__WRITTEN PROBLEM__. Locate and copy each line of the data below that contains the string "ukulele"; case counts.

— START OF SUPPLIED MATERIAL —

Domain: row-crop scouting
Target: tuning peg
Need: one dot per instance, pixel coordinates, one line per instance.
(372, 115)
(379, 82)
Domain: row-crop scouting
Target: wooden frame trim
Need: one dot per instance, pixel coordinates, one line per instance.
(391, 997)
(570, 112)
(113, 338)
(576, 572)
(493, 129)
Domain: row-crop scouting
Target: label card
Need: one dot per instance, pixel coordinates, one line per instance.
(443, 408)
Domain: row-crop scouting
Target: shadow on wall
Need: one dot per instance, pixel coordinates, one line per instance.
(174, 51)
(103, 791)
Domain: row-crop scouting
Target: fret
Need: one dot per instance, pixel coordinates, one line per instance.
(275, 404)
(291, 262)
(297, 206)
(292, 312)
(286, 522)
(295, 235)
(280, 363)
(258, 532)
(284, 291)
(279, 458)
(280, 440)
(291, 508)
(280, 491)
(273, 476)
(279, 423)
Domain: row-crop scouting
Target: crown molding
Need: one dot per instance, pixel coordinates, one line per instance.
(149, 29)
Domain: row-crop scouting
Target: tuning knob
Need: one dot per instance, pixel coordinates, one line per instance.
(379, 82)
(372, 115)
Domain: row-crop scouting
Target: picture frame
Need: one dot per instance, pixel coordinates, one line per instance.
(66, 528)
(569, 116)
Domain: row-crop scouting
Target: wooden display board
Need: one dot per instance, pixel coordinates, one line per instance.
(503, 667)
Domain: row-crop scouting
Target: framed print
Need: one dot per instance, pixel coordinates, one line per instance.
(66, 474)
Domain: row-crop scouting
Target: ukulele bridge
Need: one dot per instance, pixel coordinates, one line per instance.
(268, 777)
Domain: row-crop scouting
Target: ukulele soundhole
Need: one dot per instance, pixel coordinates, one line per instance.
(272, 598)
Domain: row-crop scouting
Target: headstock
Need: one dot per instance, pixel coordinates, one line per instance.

— END OF SUPPLIED MATERIAL —
— START OF SUPPLIED MATERIAL —

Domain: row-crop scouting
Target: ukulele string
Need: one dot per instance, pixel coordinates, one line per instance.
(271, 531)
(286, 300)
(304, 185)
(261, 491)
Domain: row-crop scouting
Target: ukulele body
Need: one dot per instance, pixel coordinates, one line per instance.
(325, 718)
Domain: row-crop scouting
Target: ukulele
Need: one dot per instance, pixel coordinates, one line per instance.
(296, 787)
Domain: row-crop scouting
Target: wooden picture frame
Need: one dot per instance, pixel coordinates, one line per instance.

— END OF SUPPLIED MATERIAL —
— START OF SUPPLIED MATERIAL —

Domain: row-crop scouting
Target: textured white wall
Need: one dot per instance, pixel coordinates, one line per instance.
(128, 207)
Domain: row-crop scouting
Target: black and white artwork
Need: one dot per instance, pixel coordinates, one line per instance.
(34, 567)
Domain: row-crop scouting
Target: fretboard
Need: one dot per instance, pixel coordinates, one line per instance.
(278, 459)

— END OF SUPPLIED MATERIAL —

__RESULT OF THIS EXERCISE__.
Target: ukulele bridge
Target: ukulele soundhole
Target: ukulele string
Target: ukulele body
Target: ukulele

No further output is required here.